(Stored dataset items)
--- START ---
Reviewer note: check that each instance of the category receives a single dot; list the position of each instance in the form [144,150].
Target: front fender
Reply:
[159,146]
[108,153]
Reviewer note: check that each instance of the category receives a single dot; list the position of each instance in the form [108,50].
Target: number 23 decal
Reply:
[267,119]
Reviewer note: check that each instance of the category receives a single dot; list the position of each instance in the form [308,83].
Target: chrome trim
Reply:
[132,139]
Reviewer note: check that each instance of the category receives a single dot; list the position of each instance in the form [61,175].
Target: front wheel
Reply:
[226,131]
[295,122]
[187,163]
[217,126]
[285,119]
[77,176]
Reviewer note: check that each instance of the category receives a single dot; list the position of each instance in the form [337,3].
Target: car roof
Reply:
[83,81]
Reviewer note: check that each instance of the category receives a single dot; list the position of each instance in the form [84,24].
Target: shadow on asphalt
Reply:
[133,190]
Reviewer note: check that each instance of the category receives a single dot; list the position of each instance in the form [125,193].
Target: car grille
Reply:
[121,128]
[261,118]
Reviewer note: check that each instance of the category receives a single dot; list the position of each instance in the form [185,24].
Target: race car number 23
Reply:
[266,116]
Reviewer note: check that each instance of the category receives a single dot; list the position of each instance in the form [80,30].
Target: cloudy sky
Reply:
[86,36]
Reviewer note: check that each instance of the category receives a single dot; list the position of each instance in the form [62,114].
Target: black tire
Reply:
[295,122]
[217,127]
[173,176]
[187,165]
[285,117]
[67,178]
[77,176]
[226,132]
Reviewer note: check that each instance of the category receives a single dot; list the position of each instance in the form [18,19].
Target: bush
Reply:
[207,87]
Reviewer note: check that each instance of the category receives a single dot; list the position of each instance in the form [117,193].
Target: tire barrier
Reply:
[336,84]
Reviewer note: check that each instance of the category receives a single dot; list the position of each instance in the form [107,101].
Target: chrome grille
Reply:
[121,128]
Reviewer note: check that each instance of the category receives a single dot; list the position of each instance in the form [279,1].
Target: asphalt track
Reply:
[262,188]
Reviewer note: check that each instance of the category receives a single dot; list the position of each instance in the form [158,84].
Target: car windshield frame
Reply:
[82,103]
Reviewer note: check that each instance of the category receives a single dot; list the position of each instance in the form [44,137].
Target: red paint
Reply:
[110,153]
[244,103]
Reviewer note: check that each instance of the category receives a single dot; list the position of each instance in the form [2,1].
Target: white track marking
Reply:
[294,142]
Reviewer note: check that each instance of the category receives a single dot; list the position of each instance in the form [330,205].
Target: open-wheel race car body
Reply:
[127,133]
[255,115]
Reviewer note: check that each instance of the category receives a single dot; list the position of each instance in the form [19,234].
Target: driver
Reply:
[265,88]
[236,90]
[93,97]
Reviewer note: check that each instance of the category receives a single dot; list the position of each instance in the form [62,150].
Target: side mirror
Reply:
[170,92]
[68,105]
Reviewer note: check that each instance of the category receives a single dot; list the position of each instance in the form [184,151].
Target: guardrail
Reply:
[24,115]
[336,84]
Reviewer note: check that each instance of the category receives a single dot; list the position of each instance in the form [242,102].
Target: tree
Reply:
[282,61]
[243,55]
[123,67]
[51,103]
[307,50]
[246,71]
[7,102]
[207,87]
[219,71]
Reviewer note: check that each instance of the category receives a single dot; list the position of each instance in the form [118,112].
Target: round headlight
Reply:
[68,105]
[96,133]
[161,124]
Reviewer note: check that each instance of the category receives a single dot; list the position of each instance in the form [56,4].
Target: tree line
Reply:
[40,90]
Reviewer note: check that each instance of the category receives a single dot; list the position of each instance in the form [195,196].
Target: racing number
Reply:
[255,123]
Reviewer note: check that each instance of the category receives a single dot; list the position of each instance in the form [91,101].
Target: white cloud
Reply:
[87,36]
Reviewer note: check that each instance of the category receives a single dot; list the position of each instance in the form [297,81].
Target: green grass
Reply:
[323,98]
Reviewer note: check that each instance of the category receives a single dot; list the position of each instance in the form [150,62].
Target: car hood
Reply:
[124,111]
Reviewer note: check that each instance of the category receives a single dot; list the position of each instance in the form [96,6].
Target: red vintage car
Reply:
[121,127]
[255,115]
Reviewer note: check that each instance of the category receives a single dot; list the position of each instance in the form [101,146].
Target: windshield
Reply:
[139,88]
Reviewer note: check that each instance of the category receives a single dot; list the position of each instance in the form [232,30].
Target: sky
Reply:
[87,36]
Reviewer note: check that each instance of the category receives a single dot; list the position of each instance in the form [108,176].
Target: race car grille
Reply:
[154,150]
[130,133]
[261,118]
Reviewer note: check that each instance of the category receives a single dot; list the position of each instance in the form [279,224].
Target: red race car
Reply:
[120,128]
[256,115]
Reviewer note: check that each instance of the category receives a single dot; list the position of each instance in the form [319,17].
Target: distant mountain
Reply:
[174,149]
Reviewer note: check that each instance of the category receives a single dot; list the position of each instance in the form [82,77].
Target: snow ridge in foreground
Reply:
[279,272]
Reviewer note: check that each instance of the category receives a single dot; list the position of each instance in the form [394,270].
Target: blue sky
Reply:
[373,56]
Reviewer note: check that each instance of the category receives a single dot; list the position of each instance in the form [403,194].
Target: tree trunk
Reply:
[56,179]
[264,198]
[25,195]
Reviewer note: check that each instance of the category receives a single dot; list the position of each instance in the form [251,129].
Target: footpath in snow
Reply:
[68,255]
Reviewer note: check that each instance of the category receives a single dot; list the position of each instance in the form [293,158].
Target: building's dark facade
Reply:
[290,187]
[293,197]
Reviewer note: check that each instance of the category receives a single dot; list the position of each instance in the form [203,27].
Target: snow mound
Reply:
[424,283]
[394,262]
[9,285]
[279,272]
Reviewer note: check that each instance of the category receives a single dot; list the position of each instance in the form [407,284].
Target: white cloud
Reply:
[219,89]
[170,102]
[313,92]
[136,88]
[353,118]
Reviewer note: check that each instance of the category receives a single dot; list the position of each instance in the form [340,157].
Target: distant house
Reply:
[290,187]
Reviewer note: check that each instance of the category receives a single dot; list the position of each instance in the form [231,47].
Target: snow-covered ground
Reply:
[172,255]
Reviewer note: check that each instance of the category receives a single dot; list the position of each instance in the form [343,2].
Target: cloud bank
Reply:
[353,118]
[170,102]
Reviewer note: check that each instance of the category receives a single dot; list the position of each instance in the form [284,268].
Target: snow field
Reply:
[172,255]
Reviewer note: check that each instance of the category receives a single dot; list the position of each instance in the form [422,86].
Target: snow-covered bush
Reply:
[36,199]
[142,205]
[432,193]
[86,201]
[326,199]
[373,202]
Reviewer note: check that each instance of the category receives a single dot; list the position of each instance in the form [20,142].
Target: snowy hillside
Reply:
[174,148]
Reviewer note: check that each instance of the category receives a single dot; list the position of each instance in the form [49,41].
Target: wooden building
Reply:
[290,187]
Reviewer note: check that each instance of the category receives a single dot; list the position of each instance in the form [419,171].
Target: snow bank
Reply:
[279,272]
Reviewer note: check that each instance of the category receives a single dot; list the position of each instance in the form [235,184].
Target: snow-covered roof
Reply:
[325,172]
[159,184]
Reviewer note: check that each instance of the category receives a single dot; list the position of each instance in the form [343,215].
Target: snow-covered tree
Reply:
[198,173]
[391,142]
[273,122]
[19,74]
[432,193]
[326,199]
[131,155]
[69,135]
--- END ---
Activity: Give back every entry exactly, with nothing left out.

Exercise response:
Reviewer note: check that each instance of the category receives a single dot; list the position of each instance in the form [144,150].
Target: front fender
Reply:
[159,146]
[108,153]
Reviewer note: check that each instance of the category receives a single dot; list the position of each instance in the form [108,50].
Target: number 23 decal
Reply:
[267,119]
Reviewer note: check that each instance of the category receives a single dot; list the position of each instance in the form [308,83].
Target: chrome trim
Reply:
[132,139]
Reviewer note: check that each instance of the category receives a single dot; list the position of each instance in the form [61,175].
Target: front wheel
Reply:
[226,131]
[295,122]
[187,163]
[217,126]
[285,119]
[77,176]
Reviewer note: check that each instance of the category receives a single dot; list the position of each instance in the form [337,3].
Target: car roof
Reply:
[83,81]
Reviewer note: check that each instance of the category receives a single dot; list the position of each instance in the form [84,24].
Target: shadow on asphalt
Reply:
[133,190]
Reviewer note: check that each instance of the category receives a single dot; list the position of each instance in the form [125,193].
Target: car grille
Reply:
[121,128]
[261,118]
Reviewer note: check that each instance of the category receives a single dot; list the position of each instance in the form [185,24].
Target: race car number 23
Reply:
[266,116]
Reviewer note: check that each instance of the category receives a single dot; list the position of each instance in the form [80,30].
Target: cloudy sky
Reply:
[86,36]
Reviewer note: check that each instance of the category receives a single dot; list the position of each instance in the form [62,114].
Target: black tire
Reply:
[295,122]
[217,127]
[173,176]
[187,165]
[285,117]
[67,178]
[77,176]
[226,132]
Reviewer note: check that each instance of the category receives a single dot; list the position of each instance in the form [18,19].
Target: bush
Reply:
[207,87]
Reviewer note: check that each instance of the category receives a single dot; list the position of each instance in the form [117,193].
Target: tire barrier
Reply:
[336,84]
Reviewer note: check that each instance of the category receives a single dot; list the position of each instance in the form [107,101].
Target: chrome grille
Reply:
[121,128]
Reviewer note: check that each instance of the category receives a single dot; list the position of each instance in the form [279,1].
Target: asphalt track
Reply:
[262,188]
Reviewer note: check that each instance of the category receives a single dot; list the position of each instance in the form [158,84].
Target: car windshield frame
Reply:
[82,103]
Reviewer note: check that each instance of the category receives a single dot; list the position of each instance in the form [44,137].
Target: red paint
Reply:
[110,153]
[244,103]
Reviewer note: check that each instance of the category receives a single dot; list the position of each instance in the form [2,1].
Target: white track marking
Reply:
[294,142]
Reviewer note: check that each instance of the category receives a single dot; list the position of each instance in the form [330,205].
Target: open-wheel race car body
Reply:
[127,133]
[255,115]
Reviewer note: check that each instance of the category receives a single dot; list the position of each instance in the form [19,234].
Target: driver
Reply:
[265,88]
[236,90]
[93,97]
Reviewer note: check that each instance of the category receives a single dot; list the position of each instance in the form [62,150].
Target: side mirror
Reply:
[170,92]
[68,105]
Reviewer note: check that each instance of the category receives a single dot; list the position of each instance in the form [184,151].
Target: guardrail
Reply:
[24,115]
[336,84]
Reviewer note: check that each instance of the category receives a single dot; list the position of each instance in the form [242,102].
Target: tree
Reply:
[282,61]
[243,55]
[123,67]
[51,103]
[307,50]
[246,71]
[7,102]
[207,87]
[219,71]
Reviewer note: check that each instance of the category receives a single dot; list the position of each instance in the form [118,112].
Target: round headlight
Reply:
[68,105]
[96,133]
[161,124]
Reviewer note: check that each instance of the category receives a single dot; list the position of each instance in the form [56,4].
Target: tree line
Reply:
[40,90]
Reviewer note: check that each instance of the category receives a single dot; list the position of each instance in the form [195,196].
Target: racing number
Reply:
[255,123]
Reviewer note: check that each instance of the category receives a single dot; list the position of each instance in the form [91,101].
Target: white cloud
Reply:
[87,36]
Reviewer note: check that each instance of the category receives a single dot; list the position of each instance in the form [297,81].
Target: green grass
Reply:
[323,98]
Reviewer note: check that each instance of the category receives a single dot; list the position of each instance in the form [150,62].
Target: car hood
Reply:
[124,111]
Reviewer note: check that each instance of the category receives a single dot; list the position of each instance in the form [96,6].
Target: red vintage car
Reply:
[121,127]
[255,115]
Reviewer note: check that each instance of the category receives a single dot; list the position of each instance in the form [101,146].
Target: windshield
Reply:
[139,88]
Reviewer note: check that each instance of the category receives a single dot; list the position of each instance in the form [232,30].
Target: sky
Reply:
[87,36]
Reviewer note: check that each instance of the category receives a single dot; list the position of each instance in the form [108,176].
Target: race car grille
Reply:
[154,150]
[130,133]
[261,118]
Reviewer note: check that each instance of the category receives a single dot; list the position of each instance in the form [279,224].
Target: red race car
Reply:
[120,128]
[256,115]
Reviewer note: check that each instance of the category receives a single dot; list the position of each instance in the form [319,17].
Target: distant mountain
Reply:
[174,149]
Reviewer note: check that each instance of the category receives a single dot; list the position of each instance in the form [82,77].
Target: snow ridge in foreground
Reply:
[279,272]
Reviewer note: check that each instance of the category receives a single dot; list the position of each instance in the form [394,270].
Target: blue sky
Reply:
[373,56]
Reviewer note: check that each instance of the category receives a single dot; list the position of each instance in the form [403,194].
Target: tree trunk
Reply:
[56,179]
[264,198]
[25,195]
Reviewer note: check that each instance of the category receives a single dot; list the position of each instance in the form [251,129].
Target: footpath in snow
Reply:
[68,255]
Reviewer note: check that each instance of the category receives a single dot; list the position of each instance in the form [293,158].
Target: building's dark facade
Reply:
[290,187]
[293,197]
Reviewer note: check that each instance of the category receives a single dot; list the position of each instance in the form [203,27].
Target: snow mound
Reply:
[424,283]
[394,262]
[9,285]
[279,272]
Reviewer note: check that each instance of the category receives a single dot; list the position of each instance in the form [407,284].
Target: white cloud
Reply:
[219,89]
[170,102]
[313,92]
[136,88]
[353,118]
Reviewer note: check that each instance of the category receives a single dot; list the position of each instance in the form [340,157].
Target: distant house
Reply:
[290,187]
Reviewer note: check that each instance of the category receives a single dot; list the position of each instance in the form [231,47].
Target: snow-covered ground
Reply:
[172,255]
Reviewer note: check that each instance of the category receives a single dot; list the position of each instance in the form [343,2].
Target: cloud bank
Reply:
[353,118]
[170,102]
Reviewer note: check that each instance of the category receives a single dot; list the position of each instance in the form [284,268].
Target: snow field
Reply:
[172,255]
Reviewer note: check that each instance of the category receives a single dot; list the position of each instance in the form [422,86].
Target: snow-covered bush
Reply:
[36,199]
[142,205]
[432,193]
[86,201]
[326,199]
[373,202]
Reviewer note: check that each instance of the category receives a single dot; list the position of each instance in the form [20,142].
Target: snowy hillside
Reply:
[174,148]
Reviewer note: check that each instance of the category receives a single dot; list the position of each instance in the form [49,41].
Target: wooden building
Reply:
[290,187]
Reviewer note: check that each instance of the category receives a single dot; list the position of each instance in the form [419,171].
Target: snow bank
Reply:
[279,272]
Reviewer note: check that each instance of the category receives a single dot; list the position of each instance in the form [235,184].
Target: snow-covered roof
Reply:
[325,172]
[159,184]
Reviewer note: check that each instance of the category receives a single dot; list the position of each instance in the form [343,215].
Target: snow-covered tree
Reply:
[198,173]
[391,142]
[273,122]
[19,74]
[432,193]
[326,199]
[131,155]
[69,135]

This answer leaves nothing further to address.